Activity: Exactly reproduce the lines from the one containing "264L518 262L509 265L511" through the last line of the data, both ends included, leaving out pictures.

[Given information — start]

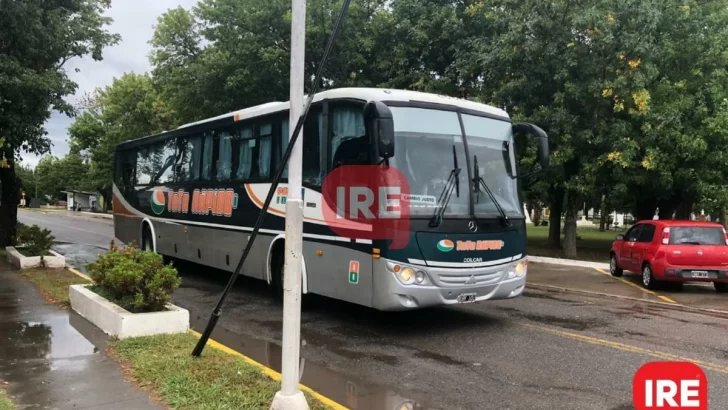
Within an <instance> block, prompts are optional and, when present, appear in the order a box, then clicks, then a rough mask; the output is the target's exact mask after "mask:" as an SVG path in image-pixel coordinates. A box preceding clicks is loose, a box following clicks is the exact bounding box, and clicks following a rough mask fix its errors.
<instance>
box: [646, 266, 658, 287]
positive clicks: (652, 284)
mask: <svg viewBox="0 0 728 410" xmlns="http://www.w3.org/2000/svg"><path fill="white" fill-rule="evenodd" d="M658 284H659V283H658V281H657V280H655V276H654V275H653V274H652V268H651V267H650V265H649V264H647V263H646V264H645V266H643V267H642V286H644V287H645V288H646V289H650V290H652V289H656V288H657V285H658Z"/></svg>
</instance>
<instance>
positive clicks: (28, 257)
mask: <svg viewBox="0 0 728 410" xmlns="http://www.w3.org/2000/svg"><path fill="white" fill-rule="evenodd" d="M5 252H6V253H7V255H8V262H10V264H11V265H13V266H15V267H16V268H18V269H29V268H37V267H40V266H42V265H43V264H45V267H46V268H63V267H65V266H66V258H65V257H63V255H61V254H59V253H58V252H55V251H48V253H50V254H51V256H43V260H42V262H41V257H40V256H24V255H23V254H22V253H20V252H19V251H18V250H17V249H16V248H15V247H12V246H8V247H6V248H5Z"/></svg>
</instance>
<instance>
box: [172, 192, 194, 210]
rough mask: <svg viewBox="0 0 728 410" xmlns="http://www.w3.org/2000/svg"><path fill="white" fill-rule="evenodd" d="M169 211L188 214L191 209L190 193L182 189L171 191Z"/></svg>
mask: <svg viewBox="0 0 728 410" xmlns="http://www.w3.org/2000/svg"><path fill="white" fill-rule="evenodd" d="M167 195H168V196H169V198H168V199H169V201H167V211H168V212H173V213H183V214H186V213H187V212H188V211H189V209H190V194H189V193H188V192H185V191H184V190H182V189H180V190H179V191H178V192H174V191H172V192H169V193H168V194H167Z"/></svg>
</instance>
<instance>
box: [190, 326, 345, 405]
mask: <svg viewBox="0 0 728 410" xmlns="http://www.w3.org/2000/svg"><path fill="white" fill-rule="evenodd" d="M190 333H192V334H193V335H195V336H197V337H201V336H202V335H201V334H200V333H199V332H197V331H194V330H190ZM207 344H208V346H210V347H212V348H213V349H217V350H220V351H222V352H224V353H227V354H230V355H233V356H237V357H240V358H241V359H243V361H245V362H246V363H248V364H251V365H253V366H255V367H257V368H259V369H260V370H261V371H262V372H263V374H265V375H266V376H268V377H270V378H271V379H273V380H275V381H277V382H279V381H281V377H282V376H281V374H280V373H278V372H277V371H275V370H273V369H271V368H270V367H266V366H265V365H263V364H261V363H258V362H256V361H255V360H253V359H251V358H249V357H248V356H245V355H244V354H242V353H240V352H238V351H237V350H234V349H231V348H229V347H227V346H225V345H224V344H222V343H220V342H216V341H215V340H213V339H212V338H210V339H208V341H207ZM298 388H299V390H301V391H304V392H306V393H309V394H310V395H311V396H313V397H314V398H316V399H317V400H318V401H320V402H321V403H323V404H325V405H327V406H329V407H331V408H332V409H334V410H349V408H348V407H345V406H343V405H341V404H339V403H337V402H335V401H334V400H332V399H330V398H328V397H326V396H324V395H322V394H321V393H317V392H316V391H314V390H313V389H312V388H310V387H307V386H304V385H303V384H300V383H299V384H298Z"/></svg>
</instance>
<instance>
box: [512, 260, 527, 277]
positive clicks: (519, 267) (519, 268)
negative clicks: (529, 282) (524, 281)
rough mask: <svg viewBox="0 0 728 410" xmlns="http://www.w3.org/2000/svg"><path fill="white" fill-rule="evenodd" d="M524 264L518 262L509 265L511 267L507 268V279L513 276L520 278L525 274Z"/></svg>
mask: <svg viewBox="0 0 728 410" xmlns="http://www.w3.org/2000/svg"><path fill="white" fill-rule="evenodd" d="M526 270H527V268H526V264H525V263H523V262H518V263H517V264H515V265H511V267H510V268H509V269H508V279H513V278H516V277H518V278H522V277H523V276H525V275H526Z"/></svg>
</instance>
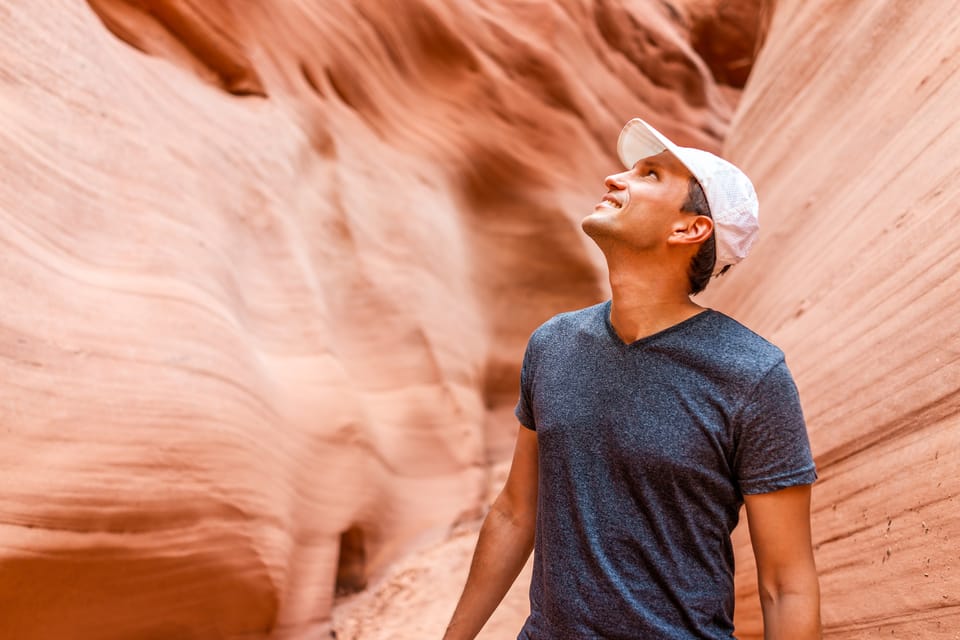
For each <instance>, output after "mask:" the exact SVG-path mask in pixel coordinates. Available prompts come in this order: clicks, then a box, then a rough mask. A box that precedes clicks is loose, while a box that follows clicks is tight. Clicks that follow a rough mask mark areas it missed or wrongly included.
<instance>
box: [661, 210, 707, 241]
mask: <svg viewBox="0 0 960 640" xmlns="http://www.w3.org/2000/svg"><path fill="white" fill-rule="evenodd" d="M711 233H713V219H711V218H708V217H707V216H692V215H686V216H683V217H682V218H679V219H678V220H677V221H676V222H674V223H673V226H672V227H671V229H670V235H669V236H668V237H667V244H700V243H701V242H703V241H704V240H706V239H707V238H709V237H710V234H711Z"/></svg>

[Given information — finish]

Result of this exercise:
rough mask: <svg viewBox="0 0 728 410" xmlns="http://www.w3.org/2000/svg"><path fill="white" fill-rule="evenodd" d="M524 264L518 262L509 265L511 267L507 268V279L513 276L520 278L525 274Z"/></svg>
mask: <svg viewBox="0 0 728 410" xmlns="http://www.w3.org/2000/svg"><path fill="white" fill-rule="evenodd" d="M526 270H527V268H526V264H525V263H523V262H518V263H517V264H515V265H511V267H510V268H509V269H508V279H513V278H516V277H518V278H522V277H523V276H525V275H526Z"/></svg>
</instance>
For each <instance>, output after "mask:" the exact SVG-path mask in pixel coordinates. Available prompts come in this order: clicks, then a box, then a rough mask. A box that precedes clicks is loose, while a box that follows clicks is tight. Clicks that follow a rough mask mark areas it missed or wrongly included.
<instance>
box: [661, 210, 707, 241]
mask: <svg viewBox="0 0 960 640" xmlns="http://www.w3.org/2000/svg"><path fill="white" fill-rule="evenodd" d="M711 233H713V219H711V218H708V217H707V216H692V215H686V216H683V217H682V218H679V219H678V220H677V221H676V222H674V223H673V226H672V227H671V229H670V235H669V236H668V237H667V244H700V243H701V242H703V241H704V240H706V239H707V238H709V237H710V234H711Z"/></svg>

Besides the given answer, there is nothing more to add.